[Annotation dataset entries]
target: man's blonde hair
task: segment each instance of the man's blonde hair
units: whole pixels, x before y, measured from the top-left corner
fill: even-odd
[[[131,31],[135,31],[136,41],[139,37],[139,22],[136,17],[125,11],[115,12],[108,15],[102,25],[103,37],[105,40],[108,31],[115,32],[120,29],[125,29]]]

— Job —
Reproduce the material above with "blonde hair" renamed to "fair hair" everywhere it occurs, keeping everything else identical.

— Solved exercise —
target: man's fair hair
task: segment each instance of the man's fair hair
units: whole pixels, x before y, measured from the top-left corner
fill: even-odd
[[[131,31],[135,31],[136,41],[139,37],[139,22],[136,17],[125,11],[115,12],[108,15],[102,25],[103,37],[105,40],[108,31],[115,32],[120,29],[125,29]]]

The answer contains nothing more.